• What needs to be done: Render the lines of the entries below as a Markdown table with the columns "No." and "Line," numbering each row and leaving out blank lines. Cover only the lines starting with the line that contains "Expected: for each instance of the seam" and going on through the line that contains "x=521 y=183".

• Records provided:
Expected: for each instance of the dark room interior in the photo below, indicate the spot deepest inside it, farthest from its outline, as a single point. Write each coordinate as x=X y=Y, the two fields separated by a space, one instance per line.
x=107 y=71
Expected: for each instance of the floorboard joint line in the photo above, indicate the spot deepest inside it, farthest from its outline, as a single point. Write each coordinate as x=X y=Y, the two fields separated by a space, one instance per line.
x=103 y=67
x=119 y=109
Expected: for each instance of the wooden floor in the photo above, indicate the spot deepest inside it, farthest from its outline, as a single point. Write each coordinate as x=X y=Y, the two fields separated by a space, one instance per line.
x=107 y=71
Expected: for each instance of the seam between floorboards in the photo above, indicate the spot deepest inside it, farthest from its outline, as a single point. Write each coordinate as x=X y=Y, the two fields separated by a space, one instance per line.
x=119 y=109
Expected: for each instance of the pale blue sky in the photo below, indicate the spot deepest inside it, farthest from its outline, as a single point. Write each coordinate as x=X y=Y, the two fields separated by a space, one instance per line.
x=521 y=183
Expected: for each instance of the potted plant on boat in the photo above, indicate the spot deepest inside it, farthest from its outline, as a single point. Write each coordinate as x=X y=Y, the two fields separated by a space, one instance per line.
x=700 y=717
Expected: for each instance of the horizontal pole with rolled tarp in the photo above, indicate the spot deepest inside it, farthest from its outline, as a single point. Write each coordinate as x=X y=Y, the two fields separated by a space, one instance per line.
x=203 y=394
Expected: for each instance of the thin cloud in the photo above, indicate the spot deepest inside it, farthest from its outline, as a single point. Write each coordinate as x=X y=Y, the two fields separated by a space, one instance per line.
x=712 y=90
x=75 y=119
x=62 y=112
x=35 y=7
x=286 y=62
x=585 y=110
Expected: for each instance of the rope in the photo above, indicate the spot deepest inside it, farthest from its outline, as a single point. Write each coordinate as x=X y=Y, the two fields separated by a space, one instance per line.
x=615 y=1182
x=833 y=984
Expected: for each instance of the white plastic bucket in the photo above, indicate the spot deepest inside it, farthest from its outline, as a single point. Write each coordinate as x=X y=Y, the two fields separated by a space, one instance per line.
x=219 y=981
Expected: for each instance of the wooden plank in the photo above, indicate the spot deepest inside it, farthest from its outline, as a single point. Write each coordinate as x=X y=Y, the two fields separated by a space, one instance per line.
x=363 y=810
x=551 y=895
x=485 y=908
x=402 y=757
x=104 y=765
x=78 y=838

• The completed task:
| No. | Line |
|---|---|
| 1 | Expected: for each instance of the seam between floorboards in the photo above, indicate the spot deepest inside it, farthest from its outline, as a single point. Write each coordinate as x=X y=Y, the two fields separated by a space, one instance per line. |
| 2 | x=119 y=109 |
| 3 | Expected: for each instance of the pale blue sky in the photo below, indicate the spot deepest inside it, farthest from its outline, as a single point. Write each coordinate as x=X y=Y, the two fields separated by a space, one instance per line. |
| 4 | x=521 y=183 |